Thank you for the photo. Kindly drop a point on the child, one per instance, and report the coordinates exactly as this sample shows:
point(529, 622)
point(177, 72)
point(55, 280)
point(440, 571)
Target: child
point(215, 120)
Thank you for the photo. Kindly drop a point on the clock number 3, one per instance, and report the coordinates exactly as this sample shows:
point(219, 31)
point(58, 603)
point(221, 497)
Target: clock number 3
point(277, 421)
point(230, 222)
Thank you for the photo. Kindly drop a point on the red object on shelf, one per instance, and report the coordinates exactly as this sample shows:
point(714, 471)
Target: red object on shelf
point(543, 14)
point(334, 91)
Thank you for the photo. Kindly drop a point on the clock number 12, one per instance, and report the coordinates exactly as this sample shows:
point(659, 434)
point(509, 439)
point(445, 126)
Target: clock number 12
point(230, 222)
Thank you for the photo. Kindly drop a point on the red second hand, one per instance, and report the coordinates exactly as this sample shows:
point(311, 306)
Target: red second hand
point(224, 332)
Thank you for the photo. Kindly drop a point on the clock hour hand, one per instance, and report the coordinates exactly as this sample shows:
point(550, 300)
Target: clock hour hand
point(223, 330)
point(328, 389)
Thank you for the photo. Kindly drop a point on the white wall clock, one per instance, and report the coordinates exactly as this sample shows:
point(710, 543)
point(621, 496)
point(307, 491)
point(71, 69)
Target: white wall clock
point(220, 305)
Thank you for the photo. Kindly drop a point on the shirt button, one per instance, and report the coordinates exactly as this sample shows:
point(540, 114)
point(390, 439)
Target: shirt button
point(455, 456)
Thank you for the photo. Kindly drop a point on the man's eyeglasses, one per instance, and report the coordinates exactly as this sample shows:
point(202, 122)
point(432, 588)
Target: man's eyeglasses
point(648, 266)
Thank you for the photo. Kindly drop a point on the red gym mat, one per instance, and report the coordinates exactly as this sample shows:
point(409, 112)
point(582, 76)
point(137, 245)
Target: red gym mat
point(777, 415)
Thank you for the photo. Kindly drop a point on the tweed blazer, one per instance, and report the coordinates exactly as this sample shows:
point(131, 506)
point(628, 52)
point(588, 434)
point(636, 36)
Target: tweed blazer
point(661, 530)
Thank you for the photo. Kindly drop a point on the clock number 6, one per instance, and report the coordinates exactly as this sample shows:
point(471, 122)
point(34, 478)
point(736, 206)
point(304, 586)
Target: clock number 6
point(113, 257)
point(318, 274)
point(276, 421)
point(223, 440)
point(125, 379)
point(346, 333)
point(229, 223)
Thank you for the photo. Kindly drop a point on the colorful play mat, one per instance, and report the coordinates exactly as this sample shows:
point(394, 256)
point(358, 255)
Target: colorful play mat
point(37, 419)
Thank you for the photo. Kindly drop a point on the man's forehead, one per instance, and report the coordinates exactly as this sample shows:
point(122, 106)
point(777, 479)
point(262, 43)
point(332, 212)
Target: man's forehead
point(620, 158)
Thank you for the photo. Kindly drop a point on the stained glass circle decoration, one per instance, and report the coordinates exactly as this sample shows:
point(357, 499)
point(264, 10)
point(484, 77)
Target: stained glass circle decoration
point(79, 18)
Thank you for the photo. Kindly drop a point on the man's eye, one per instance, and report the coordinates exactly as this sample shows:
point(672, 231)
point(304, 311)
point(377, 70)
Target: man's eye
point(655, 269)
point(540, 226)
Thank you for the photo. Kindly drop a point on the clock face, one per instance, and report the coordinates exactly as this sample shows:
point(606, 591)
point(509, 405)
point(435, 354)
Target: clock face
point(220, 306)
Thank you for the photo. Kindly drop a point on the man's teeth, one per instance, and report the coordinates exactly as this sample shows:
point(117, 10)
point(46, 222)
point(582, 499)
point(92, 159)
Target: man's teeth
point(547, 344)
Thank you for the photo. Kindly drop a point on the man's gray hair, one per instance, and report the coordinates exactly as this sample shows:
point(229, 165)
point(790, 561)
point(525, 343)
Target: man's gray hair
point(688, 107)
=-=-=
### [What the task requires]
What is needed is an exact copy of the lines above, from the one containing "the red gym" through the one containing "point(304, 586)", with nothing added.

### [Completed task]
Thank you for the photo. Kindly drop a point on the red gym mat, one per instance, and report the coordinates exactly as this sample shows:
point(409, 112)
point(582, 76)
point(137, 245)
Target: red gym mat
point(777, 415)
Thank you for the photo. Kindly drop a point on the tweed blazer, one per instance, and report the coordinates exactly as this sample shows:
point(131, 506)
point(628, 52)
point(588, 434)
point(636, 36)
Target: tweed blazer
point(661, 530)
Thank you for the photo. Kindly drop a point on the clock number 6, one per instance, and report the coordinates exactly as this sample shows:
point(471, 122)
point(34, 478)
point(736, 206)
point(304, 586)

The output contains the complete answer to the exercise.